Conseil d’Etat, 23 juillet 2003, n° 254837, Société Atlantique Terrains

Dès lors que les propriétaires des parcelles, faisant usage du droit que leur confèrent les dispositions de l’article R. 213-10 du code de l’urbanisme, ont renoncé, implicitement ou explicitement, à l’aliénation de ces parcelles, empêchant ainsi la communauté urbaine de les acquérir, l’urgence ne peut plus être regardée comme remplie au profit de l’acquéreur évincé que si celui-ci fait état de circonstances caractérisant la nécessité pour lui de réaliser immédiatement le projet envisagé sur ces parcelles.

CONSEIL D’ETAT

Statuant au contentieux

N°s 254837,256162

SOCIETE ATLANTIQUE TERRAINS

Mme de Salins
Rapporteur

Mlle Fombeur
Commissaire du gouvernement

Séance du 9 juillet 2003
Lecture du 23 juillet 2003

REPUBLIQUE FRANÇAISE

AU NOM DU PEUPLE FRANÇAIS

Le Conseil d’Etat statuant au contentieux

(Section du contentieux, 1ère et 2ème sous-sections réunies)

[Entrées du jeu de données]
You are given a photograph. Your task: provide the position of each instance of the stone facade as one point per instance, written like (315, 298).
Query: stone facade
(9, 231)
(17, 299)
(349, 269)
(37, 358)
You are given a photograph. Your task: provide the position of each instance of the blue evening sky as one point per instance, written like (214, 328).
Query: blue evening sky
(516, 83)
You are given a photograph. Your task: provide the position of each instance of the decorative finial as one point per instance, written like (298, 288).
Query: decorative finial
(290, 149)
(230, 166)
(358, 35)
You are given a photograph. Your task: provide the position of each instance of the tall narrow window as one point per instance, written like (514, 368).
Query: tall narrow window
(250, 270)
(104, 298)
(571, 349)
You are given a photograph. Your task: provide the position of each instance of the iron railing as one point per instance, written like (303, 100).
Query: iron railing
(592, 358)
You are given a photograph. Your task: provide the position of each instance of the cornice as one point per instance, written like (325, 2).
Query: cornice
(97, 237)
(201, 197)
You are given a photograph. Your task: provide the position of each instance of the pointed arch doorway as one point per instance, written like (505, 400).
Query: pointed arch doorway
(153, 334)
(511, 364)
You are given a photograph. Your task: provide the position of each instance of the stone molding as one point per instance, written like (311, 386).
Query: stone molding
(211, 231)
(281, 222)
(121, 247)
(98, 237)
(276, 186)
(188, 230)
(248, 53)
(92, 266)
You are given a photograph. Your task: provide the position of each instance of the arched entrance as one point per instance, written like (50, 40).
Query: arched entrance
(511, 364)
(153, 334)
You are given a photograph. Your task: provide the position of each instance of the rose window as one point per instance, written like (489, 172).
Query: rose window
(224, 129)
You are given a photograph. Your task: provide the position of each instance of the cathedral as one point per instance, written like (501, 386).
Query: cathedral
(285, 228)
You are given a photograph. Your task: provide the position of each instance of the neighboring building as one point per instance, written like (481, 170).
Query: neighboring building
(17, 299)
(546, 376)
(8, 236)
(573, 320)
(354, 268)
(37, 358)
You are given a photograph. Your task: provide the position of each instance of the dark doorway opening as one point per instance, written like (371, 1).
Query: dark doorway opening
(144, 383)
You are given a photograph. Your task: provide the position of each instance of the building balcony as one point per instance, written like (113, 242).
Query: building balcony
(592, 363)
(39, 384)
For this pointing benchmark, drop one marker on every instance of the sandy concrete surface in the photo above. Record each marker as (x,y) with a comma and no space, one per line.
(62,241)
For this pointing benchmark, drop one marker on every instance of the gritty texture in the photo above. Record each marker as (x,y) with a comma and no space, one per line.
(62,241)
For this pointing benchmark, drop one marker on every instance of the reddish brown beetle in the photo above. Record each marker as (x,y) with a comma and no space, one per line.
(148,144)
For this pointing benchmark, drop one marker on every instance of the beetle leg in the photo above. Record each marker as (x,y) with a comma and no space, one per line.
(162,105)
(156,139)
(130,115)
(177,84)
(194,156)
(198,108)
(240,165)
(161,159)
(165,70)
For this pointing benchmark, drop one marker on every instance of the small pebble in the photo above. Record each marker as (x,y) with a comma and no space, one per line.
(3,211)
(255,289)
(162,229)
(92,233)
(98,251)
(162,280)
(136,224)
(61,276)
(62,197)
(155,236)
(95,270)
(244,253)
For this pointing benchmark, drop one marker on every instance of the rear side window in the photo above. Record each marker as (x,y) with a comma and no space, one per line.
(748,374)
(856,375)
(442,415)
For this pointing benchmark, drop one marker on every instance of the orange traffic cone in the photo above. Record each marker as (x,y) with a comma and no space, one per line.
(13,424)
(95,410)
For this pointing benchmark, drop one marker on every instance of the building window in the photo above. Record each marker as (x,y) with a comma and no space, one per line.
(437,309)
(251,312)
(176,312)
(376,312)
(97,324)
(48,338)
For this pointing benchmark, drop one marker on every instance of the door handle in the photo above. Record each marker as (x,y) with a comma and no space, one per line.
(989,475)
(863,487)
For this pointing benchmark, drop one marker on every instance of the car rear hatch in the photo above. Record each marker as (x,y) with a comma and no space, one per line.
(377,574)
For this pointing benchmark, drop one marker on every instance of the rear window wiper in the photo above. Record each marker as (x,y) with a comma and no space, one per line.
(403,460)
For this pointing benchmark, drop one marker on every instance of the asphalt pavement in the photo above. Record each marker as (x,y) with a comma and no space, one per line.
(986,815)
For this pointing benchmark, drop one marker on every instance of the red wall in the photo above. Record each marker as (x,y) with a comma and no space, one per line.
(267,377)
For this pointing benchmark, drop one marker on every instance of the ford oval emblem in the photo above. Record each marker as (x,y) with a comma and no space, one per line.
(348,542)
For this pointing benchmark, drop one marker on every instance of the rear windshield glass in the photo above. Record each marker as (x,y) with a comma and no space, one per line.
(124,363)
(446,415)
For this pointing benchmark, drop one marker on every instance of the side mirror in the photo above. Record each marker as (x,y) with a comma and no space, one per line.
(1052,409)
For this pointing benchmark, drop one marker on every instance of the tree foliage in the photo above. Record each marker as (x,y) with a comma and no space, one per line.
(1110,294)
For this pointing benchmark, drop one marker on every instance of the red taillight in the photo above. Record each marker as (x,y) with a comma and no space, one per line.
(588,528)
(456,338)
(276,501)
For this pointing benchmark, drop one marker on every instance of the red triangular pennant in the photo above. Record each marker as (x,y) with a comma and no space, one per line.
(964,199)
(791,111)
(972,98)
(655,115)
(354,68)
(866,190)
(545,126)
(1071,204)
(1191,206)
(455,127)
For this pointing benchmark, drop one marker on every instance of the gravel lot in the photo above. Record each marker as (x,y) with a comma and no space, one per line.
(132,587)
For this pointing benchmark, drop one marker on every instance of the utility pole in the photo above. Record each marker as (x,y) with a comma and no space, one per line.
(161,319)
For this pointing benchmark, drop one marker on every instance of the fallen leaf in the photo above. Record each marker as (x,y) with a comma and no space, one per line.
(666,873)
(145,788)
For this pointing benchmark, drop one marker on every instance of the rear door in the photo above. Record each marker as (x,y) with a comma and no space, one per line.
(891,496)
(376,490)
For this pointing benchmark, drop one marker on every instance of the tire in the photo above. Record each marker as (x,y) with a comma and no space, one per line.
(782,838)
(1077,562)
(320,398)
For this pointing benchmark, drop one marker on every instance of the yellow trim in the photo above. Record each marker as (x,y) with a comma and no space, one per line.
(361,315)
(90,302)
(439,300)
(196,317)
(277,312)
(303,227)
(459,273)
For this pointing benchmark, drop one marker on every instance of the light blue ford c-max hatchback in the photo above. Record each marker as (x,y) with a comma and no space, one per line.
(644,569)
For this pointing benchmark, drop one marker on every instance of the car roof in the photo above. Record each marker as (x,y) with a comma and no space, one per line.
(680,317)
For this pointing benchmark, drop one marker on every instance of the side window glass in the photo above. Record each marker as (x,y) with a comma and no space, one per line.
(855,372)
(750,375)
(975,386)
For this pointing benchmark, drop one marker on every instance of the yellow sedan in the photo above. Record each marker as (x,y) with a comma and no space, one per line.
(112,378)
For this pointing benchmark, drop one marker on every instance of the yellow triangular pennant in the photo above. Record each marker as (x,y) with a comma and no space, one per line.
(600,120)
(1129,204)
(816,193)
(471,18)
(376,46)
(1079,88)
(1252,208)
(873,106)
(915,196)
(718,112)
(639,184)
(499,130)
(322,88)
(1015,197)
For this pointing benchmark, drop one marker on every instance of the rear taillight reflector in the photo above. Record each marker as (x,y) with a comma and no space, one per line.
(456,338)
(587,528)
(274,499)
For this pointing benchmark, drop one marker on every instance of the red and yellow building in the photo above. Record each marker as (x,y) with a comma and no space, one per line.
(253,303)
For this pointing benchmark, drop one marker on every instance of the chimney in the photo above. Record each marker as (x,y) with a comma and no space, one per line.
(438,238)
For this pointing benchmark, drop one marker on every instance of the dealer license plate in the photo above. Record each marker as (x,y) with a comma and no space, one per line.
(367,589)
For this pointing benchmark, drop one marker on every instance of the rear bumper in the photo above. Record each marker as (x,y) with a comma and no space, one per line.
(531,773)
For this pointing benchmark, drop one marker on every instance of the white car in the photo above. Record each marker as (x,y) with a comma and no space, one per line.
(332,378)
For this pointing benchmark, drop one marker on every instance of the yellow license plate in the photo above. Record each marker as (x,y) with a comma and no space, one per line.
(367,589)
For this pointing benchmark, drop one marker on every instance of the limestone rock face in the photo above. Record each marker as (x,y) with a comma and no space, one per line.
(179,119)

* * *

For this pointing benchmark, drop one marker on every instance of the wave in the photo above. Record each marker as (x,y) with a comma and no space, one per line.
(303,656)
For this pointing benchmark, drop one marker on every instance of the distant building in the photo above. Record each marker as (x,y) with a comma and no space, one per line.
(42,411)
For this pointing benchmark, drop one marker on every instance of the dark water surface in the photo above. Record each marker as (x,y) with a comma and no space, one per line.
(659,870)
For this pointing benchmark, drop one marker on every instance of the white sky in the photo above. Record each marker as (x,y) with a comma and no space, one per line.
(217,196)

● **Tâches à réaliser**
A. Répondez à ces questions d'après la décision du Conseil d'État :
(i) Quel article du code de l'urbanisme confère aux propriétaires des parcelles le droit dont ils ont fait usage ?
(ii) Qui était le rapporteur ?
(iii) À quelle date la séance s'est-elle tenue ?
B. Reproduisez le passage de la décision du Conseil d'État qui commence par « Mlle Fombeur » et se poursuit jusqu'à « 2ème sous-sections réunies) ».

● **Réponses attendues**
A.
(i) L'article R. 213-10 du code de l'urbanisme.
(ii) Mme de Salins.
(iii) Le 9 juillet 2003.

B.
Mlle Fombeur
Commissaire du gouvernement

Séance du 9 juillet 2003
Lecture du 23 juillet 2003

REPUBLIQUE FRANÇAISE

AU NOM DU PEUPLE FRANÇAIS

Le Conseil d’Etat statuant au contentieux

(Section du contentieux, 1ère et 2ème sous-sections réunies)